Please copy out every one of the records below, word for word and line for line.

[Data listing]

○ ○ ○ ○ ○

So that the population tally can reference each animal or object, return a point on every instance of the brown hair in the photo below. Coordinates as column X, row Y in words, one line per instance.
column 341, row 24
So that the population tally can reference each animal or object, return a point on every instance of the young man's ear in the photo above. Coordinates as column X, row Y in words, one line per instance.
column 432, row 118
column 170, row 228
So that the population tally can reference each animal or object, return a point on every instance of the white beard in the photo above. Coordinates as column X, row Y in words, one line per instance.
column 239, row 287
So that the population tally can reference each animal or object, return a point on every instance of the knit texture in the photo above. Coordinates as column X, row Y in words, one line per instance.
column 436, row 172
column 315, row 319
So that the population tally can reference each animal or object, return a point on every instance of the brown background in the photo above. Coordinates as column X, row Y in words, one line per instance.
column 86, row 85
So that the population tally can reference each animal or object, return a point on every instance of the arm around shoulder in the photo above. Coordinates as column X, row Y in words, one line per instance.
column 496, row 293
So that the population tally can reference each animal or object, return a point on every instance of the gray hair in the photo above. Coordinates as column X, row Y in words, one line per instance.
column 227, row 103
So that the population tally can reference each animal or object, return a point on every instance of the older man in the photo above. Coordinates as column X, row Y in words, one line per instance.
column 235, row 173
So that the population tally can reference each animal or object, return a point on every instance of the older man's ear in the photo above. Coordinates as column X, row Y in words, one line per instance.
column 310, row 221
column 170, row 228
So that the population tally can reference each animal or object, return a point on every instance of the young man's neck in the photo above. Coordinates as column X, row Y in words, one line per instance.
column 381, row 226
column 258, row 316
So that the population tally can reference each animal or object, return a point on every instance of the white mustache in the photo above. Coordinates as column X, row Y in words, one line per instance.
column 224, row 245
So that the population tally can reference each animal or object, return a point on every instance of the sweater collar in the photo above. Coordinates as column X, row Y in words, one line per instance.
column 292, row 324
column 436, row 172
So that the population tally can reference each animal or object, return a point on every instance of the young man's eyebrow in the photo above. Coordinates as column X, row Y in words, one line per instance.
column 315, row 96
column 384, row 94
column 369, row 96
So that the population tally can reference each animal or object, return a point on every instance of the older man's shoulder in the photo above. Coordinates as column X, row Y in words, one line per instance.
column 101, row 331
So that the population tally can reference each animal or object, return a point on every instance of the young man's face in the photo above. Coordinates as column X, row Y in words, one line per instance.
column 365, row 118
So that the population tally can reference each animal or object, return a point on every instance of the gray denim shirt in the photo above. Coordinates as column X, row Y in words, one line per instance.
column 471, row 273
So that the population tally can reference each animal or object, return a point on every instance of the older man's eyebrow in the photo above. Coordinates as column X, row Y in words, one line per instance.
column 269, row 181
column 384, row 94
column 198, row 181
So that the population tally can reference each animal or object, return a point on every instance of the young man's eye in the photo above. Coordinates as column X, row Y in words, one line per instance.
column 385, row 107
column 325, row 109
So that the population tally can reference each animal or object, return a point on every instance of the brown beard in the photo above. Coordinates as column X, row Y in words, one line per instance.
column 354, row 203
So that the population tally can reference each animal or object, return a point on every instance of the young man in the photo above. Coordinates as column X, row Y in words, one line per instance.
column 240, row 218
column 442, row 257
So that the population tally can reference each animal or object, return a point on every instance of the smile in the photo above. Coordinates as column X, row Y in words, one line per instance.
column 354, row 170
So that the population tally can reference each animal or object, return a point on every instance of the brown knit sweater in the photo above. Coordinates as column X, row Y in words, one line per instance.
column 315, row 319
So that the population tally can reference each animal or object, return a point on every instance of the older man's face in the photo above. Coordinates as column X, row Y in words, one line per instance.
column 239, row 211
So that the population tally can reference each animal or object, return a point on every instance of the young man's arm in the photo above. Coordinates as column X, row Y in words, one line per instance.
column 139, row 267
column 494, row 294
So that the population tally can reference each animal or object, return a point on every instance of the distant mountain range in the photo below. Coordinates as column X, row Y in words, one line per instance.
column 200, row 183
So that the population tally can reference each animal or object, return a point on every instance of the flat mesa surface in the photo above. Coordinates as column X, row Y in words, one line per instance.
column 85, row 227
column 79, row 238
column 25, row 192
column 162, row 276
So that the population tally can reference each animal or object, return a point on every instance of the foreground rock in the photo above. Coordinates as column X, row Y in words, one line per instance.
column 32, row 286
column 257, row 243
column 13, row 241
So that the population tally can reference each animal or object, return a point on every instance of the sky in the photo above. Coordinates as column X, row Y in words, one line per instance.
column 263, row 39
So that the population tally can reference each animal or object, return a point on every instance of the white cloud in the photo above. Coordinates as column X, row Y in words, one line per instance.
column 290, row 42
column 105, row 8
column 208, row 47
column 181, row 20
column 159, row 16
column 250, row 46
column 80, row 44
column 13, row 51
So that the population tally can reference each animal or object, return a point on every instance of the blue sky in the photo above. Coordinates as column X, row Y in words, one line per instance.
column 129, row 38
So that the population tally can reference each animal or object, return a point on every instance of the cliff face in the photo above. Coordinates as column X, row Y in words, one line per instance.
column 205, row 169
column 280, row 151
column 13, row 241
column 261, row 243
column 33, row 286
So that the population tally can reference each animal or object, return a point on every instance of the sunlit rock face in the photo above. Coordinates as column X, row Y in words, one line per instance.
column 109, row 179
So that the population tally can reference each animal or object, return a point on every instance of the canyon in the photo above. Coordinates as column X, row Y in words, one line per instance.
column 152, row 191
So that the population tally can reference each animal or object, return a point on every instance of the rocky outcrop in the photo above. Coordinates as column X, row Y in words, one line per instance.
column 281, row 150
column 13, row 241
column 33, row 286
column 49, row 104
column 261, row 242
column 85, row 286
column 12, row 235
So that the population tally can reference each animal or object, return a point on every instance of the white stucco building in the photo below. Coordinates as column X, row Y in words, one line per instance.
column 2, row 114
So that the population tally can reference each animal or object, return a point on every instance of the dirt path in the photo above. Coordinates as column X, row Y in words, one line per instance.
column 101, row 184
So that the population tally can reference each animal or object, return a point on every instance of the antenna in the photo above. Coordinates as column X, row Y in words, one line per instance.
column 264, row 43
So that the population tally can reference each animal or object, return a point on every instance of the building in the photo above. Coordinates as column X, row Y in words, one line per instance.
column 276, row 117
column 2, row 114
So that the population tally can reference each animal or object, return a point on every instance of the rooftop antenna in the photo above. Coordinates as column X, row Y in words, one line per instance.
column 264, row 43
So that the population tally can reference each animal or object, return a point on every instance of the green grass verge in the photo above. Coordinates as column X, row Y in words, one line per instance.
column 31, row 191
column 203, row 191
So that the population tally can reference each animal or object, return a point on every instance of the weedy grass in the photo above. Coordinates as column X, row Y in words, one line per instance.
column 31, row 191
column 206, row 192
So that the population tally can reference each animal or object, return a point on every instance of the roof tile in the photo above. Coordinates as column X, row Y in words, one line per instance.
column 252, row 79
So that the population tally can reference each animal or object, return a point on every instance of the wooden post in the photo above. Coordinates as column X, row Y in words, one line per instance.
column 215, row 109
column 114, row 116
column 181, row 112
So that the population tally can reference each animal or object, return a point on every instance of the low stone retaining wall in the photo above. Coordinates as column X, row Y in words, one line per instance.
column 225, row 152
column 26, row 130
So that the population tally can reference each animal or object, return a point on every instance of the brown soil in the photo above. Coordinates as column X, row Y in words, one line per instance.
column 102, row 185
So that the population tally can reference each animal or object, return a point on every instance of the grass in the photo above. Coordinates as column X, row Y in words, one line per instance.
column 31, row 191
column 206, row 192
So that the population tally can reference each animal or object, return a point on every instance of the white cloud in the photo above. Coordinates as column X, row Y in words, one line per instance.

○ ○ ○ ○ ○

• Final result:
So that the population tally can reference each animal or object, return a point on every instance of the brown hair in the photo below. Coordinates as column X, row Y in words, one line per instance.
column 341, row 24
So that the population tally can reference each animal or object, return a point on every instance of the young man's ear in the photo above. Coordinates as column X, row Y in words, one line per instance.
column 432, row 118
column 170, row 228
So that the population tally can reference each animal or object, return a point on every instance of the white beard in the photo above. Coordinates as column X, row Y in words, one line per instance.
column 239, row 287
So that the population tally can reference each animal or object, return a point on every instance of the knit texture in the photo above. Coordinates as column X, row Y in words, one line per instance.
column 436, row 172
column 315, row 319
So that the population tally can reference each animal or object, return a point on every instance of the brown background in the photo above. Coordinates as column X, row Y in words, one line per instance.
column 86, row 85
So that the population tally can reference each animal or object, return a point on every instance of the arm around shoulder in the photo above. Coordinates as column X, row Y in words, one line per instance.
column 496, row 293
So that the population tally can reference each animal or object, return a point on every instance of the gray hair in the photo above. Coordinates as column X, row Y in words, one line per instance.
column 227, row 103
So that the population tally can reference each animal or object, return a point on every instance of the older man in the photo above. Coordinates as column X, row Y in words, one line per instance.
column 235, row 173
So that the population tally can reference each animal or object, return a point on every instance of the older man's ear in the photo above. Coordinates as column X, row Y in words, one line per instance.
column 310, row 221
column 170, row 228
So that the population tally can reference each animal or object, return a point on every instance of the young man's neck in the photo above. Coordinates as column X, row Y in words, one line per instance.
column 381, row 226
column 258, row 316
So that the population tally can reference each animal or object, return a point on every instance of the white mustache in the photo above. Coordinates as column X, row Y in words, one line per instance.
column 224, row 245
So that the population tally can reference each animal or object, return a point on every instance of the sweater collar in the photo above. Coordinates as column X, row Y in words, one line per instance.
column 292, row 324
column 436, row 172
So that the population tally can reference each animal or object, return a point on every instance of the young man's eyebrow in the photo above. Coordinates as column X, row Y in words, one line per instance.
column 315, row 96
column 384, row 94
column 369, row 96
So that the population tally can reference each animal or object, return a point on every instance of the older man's shoulder in the photo above. Coordinates as column X, row Y in words, one line per instance.
column 101, row 331
So that the population tally can reference each animal or object, return a point on every instance of the young man's face in the photo above. Coordinates as column X, row Y in words, one line per instance.
column 365, row 118
So that the population tally can reference each animal or object, return a point on every instance of the gray denim shirt in the photo above. Coordinates as column X, row Y in words, one line per instance.
column 471, row 273
So that the population tally can reference each animal or object, return a point on every instance of the older man's eyebrow in the photo above. Coordinates as column X, row Y in words, one line per instance.
column 269, row 181
column 384, row 94
column 198, row 181
So that the population tally can reference each animal or object, return a point on every instance of the young man's eye in the photo above. Coordinates as column X, row Y in words, one line per instance.
column 385, row 107
column 325, row 109
So that the population tally can reference each animal or object, return a point on every instance of the brown beard in the photo above. Coordinates as column X, row Y in words, one line per instance.
column 354, row 203
So that the population tally can reference each animal or object, return a point on every instance of the young man in the photo above. Coordinates as column X, row Y in words, one line per instance.
column 240, row 218
column 442, row 257
So that the population tally can reference each animal or object, return a point on every instance of the smile in the photo above. Coordinates as column X, row Y in words, one line per instance.
column 354, row 170
So that the population tally can reference each animal or object, return a point on every instance of the brown knit sweater in the photo above. Coordinates as column X, row Y in words, one line per instance.
column 315, row 319
So that the population tally can reference each animal or object, return a point on every instance of the older man's face in the photo above. Coordinates as column X, row Y in words, one line per instance.
column 239, row 211
So that the population tally can reference each animal or object, return a point on every instance of the young man's arm in the photo above. Coordinates as column X, row Y in words, one line per instance.
column 139, row 267
column 494, row 294
So that the population tally can reference each animal or object, return a point on every instance of the distant mountain range in the photo below. Coordinates as column X, row Y in words, one line per instance.
column 200, row 183
So that the population tally can reference each animal or object, return a point on every instance of the flat mesa surface in the photo above. Coordinates as column X, row Y in words, one line per instance.
column 85, row 227
column 79, row 238
column 25, row 192
column 162, row 276
So that the population tally can reference each animal or object, return a point on every instance of the foreground rock in the photo above. Coordinates as column X, row Y in words, one line per instance.
column 32, row 286
column 257, row 243
column 13, row 241
So that the population tally can reference each animal or object, return a point on every instance of the sky in the photo above. Coordinates as column X, row Y in words, one line per instance.
column 263, row 39
So that the population tally can reference each animal or object, return a point on every instance of the white cloud in the photo above. Coordinates as column X, row Y in words, one line per instance.
column 290, row 42
column 105, row 8
column 208, row 47
column 181, row 20
column 159, row 16
column 250, row 46
column 80, row 44
column 13, row 51
So that the population tally can reference each animal or object, return a point on every instance of the blue sky in the photo above. Coordinates as column X, row Y in words, one line per instance.
column 129, row 38
So that the population tally can reference each animal or object, return a point on every instance of the cliff face in the photo above. Coordinates as column X, row Y in words, one line per instance.
column 205, row 169
column 280, row 151
column 13, row 241
column 261, row 243
column 33, row 286
So that the population tally can reference each animal or object, return a point on every instance of the sunlit rock face in the photo above. Coordinates as column X, row Y in words, one line per instance.
column 109, row 179
So that the population tally can reference each animal or object, return a point on every instance of the canyon in the photo above. Coordinates as column X, row Y in words, one line per instance.
column 152, row 191
So that the population tally can reference each animal or object, return a point on every instance of the rocky outcrop in the photo above. Coordinates as column X, row Y in words, one line per instance.
column 281, row 150
column 13, row 241
column 33, row 286
column 49, row 104
column 261, row 242
column 85, row 286
column 12, row 235
So that the population tally can reference each animal or object, return a point on every instance of the white stucco building in the photo below. Coordinates as column X, row Y in words, one line per instance.
column 2, row 114
So that the population tally can reference each animal or object, return a point on every instance of the dirt path in the photo above. Coordinates as column X, row Y in words, one line per instance.
column 101, row 184
So that the population tally can reference each animal or object, return a point on every instance of the antenna in the photo above. Coordinates as column X, row Y in words, one line per instance.
column 264, row 43
So that the population tally can reference each animal or object, return a point on every instance of the building in the photo above. Coordinates as column X, row Y in words, one line per instance.
column 276, row 117
column 2, row 114
So that the population tally can reference each animal or object, return a point on every instance of the rooftop antenna in the photo above. Coordinates as column X, row Y in words, one line per instance.
column 264, row 43
So that the population tally can reference each animal or object, return a point on every instance of the green grass verge in the photo above. Coordinates as column X, row Y in words, one line per instance.
column 31, row 191
column 203, row 191
So that the population tally can reference each animal or object, return a point on every instance of the weedy grass in the photo above. Coordinates as column X, row Y in words, one line per instance.
column 31, row 191
column 206, row 192
So that the population tally can reference each animal or object, return a point on every instance of the roof tile in the photo above. Coordinates as column X, row Y in words, one line per instance.
column 252, row 79
So that the population tally can reference each animal or object, return a point on every instance of the wooden post in the photo above. Coordinates as column X, row Y in words, one line per instance.
column 215, row 109
column 114, row 116
column 181, row 112
So that the population tally can reference each animal or object, return a point on every instance of the low stone retaining wall in the photo above. Coordinates as column X, row Y in words, one line per instance.
column 225, row 152
column 26, row 130
So that the population tally can reference each animal or object, return a point on every instance of the brown soil in the photo above. Coordinates as column X, row Y in words, one line per instance.
column 102, row 185
So that the population tally can reference each animal or object, return a point on every instance of the grass in the photo above. Coordinates as column X, row Y in words, one line per instance.
column 31, row 191
column 206, row 192
So that the population tally can reference each animal or object, return a point on every instance of the white cloud in the photo above. Coordinates as column X, row Y in words, one line per instance.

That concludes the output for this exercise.